Lerne, dein unperfektes Leben zu genießen

Abschied vom OptimierungswaHn

Theodor W. Adornos berühmter Aphorismus entstand vor einem dramatischem Hintergrund, nämlich nach seiner Emigration aus dem Terrorregime in Deutschland in das freie Gesellschaftssystem in den USA, das sich aber auch falsch für ihn anfühlte. Ein "schiefes Lebensgefühl" kann jeder jederzeit haben.

 

Dieses Gefühl, dass einem alles völlig falsch vorkommt, obwohl  es einem gut geht, kennen auch heute Viele. Es ist nicht so sehr der Weltschmerz, der das ganze Dasein überschattet, sondern es sind lauter kleine Fehler, die verhindern, dass man das Leben genießen kann.

 

Kommt dir das bekannt vor: "Es ist noch nicht ganz perfekt. Erst wenn es erst perfekt ist, dann kann ich aufhören, daran zu arbeiten und anfangen, zu leben"?

_Bereitgestellte Daten_:
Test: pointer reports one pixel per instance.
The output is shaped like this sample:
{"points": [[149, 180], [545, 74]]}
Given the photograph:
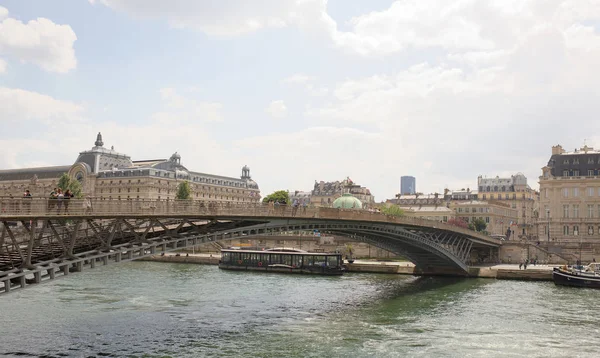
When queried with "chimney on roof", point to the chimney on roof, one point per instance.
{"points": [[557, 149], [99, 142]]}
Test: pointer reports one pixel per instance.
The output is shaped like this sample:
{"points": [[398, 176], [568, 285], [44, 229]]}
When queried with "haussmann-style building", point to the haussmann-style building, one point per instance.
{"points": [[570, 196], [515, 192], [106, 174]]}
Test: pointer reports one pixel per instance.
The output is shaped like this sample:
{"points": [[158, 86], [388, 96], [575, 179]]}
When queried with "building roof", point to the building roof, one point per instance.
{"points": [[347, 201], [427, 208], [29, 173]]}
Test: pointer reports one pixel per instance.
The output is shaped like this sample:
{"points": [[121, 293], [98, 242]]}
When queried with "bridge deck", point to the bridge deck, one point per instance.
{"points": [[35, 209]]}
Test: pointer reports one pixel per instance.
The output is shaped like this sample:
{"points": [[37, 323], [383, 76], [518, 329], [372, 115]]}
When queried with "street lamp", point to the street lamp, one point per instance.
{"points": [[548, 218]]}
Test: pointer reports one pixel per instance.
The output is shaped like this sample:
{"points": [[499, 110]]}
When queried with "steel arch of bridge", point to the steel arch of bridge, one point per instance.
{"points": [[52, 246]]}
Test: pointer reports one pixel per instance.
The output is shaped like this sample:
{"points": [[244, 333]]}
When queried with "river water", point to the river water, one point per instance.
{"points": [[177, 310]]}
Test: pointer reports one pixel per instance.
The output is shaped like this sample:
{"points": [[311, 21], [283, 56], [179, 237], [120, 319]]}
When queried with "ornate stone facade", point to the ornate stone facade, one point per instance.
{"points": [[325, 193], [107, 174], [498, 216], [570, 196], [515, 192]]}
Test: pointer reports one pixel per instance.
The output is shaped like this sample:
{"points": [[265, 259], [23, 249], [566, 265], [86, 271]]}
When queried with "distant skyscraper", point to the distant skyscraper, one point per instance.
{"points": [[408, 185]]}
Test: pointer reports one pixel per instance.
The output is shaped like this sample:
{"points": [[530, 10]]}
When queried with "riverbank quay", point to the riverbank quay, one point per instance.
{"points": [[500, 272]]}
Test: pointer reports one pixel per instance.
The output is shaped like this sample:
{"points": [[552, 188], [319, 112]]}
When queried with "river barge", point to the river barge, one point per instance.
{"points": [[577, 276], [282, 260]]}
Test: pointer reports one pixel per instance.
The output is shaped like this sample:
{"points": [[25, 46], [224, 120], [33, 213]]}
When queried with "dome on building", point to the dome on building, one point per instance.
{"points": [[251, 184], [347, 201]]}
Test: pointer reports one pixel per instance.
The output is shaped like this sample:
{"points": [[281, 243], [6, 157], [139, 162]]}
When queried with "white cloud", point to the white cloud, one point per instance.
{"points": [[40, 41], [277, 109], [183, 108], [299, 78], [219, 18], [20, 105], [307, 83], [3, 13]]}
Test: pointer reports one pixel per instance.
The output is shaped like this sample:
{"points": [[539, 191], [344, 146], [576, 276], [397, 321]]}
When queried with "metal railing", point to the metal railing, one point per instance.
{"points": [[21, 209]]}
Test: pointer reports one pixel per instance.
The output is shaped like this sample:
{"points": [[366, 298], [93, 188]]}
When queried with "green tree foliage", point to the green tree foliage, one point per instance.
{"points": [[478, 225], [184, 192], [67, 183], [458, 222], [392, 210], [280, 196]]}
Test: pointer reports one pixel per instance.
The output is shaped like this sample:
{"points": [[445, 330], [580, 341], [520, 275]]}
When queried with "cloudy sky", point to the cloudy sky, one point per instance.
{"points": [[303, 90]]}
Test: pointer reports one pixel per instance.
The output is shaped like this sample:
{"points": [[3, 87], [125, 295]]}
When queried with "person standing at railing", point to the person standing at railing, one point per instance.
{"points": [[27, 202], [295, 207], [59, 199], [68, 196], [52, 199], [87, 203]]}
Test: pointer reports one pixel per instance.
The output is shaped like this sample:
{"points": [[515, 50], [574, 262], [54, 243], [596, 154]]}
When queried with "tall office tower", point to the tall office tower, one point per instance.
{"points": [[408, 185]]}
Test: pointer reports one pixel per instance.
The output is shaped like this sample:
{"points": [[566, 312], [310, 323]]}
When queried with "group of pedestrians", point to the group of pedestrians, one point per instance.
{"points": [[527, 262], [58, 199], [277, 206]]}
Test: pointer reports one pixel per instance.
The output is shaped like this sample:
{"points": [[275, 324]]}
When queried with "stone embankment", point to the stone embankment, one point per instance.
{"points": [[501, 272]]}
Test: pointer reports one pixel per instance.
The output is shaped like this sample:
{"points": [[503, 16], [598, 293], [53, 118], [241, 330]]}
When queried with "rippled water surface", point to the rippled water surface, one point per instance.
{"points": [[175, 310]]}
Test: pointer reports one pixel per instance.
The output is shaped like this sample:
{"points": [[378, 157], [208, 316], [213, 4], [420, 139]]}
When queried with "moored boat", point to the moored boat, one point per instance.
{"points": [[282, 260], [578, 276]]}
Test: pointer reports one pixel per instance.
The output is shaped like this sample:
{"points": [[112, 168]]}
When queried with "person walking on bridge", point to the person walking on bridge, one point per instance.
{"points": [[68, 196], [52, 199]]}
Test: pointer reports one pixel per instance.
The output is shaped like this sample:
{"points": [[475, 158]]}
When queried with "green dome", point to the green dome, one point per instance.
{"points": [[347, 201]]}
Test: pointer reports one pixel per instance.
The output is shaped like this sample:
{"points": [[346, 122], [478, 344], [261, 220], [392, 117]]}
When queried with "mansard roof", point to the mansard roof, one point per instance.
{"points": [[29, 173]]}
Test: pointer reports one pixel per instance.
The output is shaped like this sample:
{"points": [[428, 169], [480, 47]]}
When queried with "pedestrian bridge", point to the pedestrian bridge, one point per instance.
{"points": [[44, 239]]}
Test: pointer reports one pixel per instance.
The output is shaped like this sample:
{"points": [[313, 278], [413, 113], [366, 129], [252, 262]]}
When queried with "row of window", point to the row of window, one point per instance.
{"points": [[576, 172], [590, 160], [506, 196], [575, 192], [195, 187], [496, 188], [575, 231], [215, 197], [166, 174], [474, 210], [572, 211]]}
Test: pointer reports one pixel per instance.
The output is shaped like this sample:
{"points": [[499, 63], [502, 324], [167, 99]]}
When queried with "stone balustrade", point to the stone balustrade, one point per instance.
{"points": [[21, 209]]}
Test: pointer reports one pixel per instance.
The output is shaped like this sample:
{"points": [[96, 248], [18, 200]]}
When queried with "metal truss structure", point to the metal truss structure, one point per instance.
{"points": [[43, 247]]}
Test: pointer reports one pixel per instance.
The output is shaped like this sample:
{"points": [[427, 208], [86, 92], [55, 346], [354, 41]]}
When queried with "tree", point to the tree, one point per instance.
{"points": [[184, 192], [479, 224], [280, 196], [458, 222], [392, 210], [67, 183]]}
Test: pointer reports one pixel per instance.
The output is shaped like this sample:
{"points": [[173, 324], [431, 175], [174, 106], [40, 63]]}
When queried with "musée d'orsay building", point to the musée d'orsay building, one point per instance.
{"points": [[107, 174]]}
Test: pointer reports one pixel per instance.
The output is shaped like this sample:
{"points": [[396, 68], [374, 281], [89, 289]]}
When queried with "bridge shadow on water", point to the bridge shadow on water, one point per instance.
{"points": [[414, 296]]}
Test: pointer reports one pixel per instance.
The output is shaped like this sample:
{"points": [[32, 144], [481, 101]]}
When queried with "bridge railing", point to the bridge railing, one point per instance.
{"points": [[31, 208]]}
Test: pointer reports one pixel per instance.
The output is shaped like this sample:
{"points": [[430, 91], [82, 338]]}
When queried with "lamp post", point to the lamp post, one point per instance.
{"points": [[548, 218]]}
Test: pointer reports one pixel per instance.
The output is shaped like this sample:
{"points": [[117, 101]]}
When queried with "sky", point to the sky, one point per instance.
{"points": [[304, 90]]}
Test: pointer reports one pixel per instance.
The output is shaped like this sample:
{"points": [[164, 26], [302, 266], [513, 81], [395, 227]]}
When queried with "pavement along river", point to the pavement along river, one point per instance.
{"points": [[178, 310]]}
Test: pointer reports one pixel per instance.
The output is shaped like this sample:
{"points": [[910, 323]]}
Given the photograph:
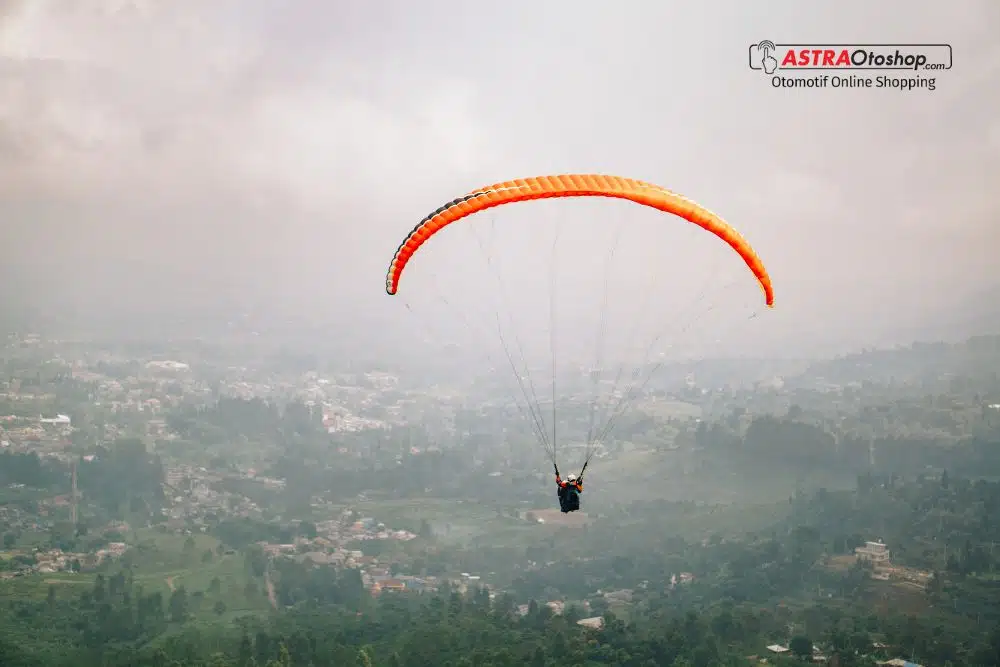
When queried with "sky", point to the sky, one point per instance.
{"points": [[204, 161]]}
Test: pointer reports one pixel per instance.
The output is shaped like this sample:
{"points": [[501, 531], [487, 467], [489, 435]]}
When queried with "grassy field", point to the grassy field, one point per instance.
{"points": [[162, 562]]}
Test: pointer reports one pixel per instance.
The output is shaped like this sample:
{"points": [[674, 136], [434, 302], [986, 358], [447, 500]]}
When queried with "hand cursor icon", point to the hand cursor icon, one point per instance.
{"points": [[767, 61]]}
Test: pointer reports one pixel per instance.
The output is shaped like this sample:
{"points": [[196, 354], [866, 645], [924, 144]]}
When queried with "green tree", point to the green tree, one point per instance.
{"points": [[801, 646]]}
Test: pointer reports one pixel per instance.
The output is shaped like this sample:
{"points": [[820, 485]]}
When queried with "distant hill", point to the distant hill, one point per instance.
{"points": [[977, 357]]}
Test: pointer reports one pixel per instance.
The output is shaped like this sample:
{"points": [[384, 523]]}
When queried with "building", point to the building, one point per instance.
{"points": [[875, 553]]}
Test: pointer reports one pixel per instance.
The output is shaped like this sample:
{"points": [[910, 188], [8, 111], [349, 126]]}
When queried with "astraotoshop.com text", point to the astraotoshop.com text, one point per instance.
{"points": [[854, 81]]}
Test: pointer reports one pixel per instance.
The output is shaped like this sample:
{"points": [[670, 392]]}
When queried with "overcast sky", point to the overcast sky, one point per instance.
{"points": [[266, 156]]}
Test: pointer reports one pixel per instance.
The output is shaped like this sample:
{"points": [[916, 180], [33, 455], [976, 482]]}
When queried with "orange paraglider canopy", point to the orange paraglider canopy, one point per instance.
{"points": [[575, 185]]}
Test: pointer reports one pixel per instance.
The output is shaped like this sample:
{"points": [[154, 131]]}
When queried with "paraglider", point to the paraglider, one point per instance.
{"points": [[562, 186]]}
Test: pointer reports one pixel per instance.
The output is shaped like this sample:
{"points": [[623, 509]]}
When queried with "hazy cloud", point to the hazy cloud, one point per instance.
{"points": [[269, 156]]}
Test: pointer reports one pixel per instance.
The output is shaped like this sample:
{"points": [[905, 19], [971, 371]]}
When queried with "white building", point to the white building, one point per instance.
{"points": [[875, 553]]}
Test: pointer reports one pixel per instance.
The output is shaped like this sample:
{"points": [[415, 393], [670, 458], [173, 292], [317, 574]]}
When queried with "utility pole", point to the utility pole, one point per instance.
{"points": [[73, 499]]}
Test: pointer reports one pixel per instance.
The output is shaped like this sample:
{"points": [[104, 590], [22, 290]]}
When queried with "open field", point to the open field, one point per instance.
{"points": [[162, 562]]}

_Aufgabe 1_:
Was verhindert laut dem Text über das unperfekte Leben, dass man das Leben genießen kann?
_Aufgabe 2_:
Gib aus dem Text über das unperfekte Leben die Stelle von „Lerne, dein unperfektes“ bis „Leben genießen kann.“ wortgetreu wieder.
Stütze dich dabei ausschließlich auf den Text.

_Antwort 1_:
Lauter kleine Fehler.

_Antwort 2_:
Lerne, dein unperfektes Leben zu genießen

Abschied vom OptimierungswaHn

Theodor W. Adornos berühmter Aphorismus entstand vor einem dramatischem Hintergrund, nämlich nach seiner Emigration aus dem Terrorregime in Deutschland in das freie Gesellschaftssystem in den USA, das sich aber auch falsch für ihn anfühlte. Ein "schiefes Lebensgefühl" kann jeder jederzeit haben.

 

Dieses Gefühl, dass einem alles völlig falsch vorkommt, obwohl  es einem gut geht, kennen auch heute Viele. Es ist nicht so sehr der Weltschmerz, der das ganze Dasein überschattet, sondern es sind lauter kleine Fehler, die verhindern, dass man das Leben genießen kann.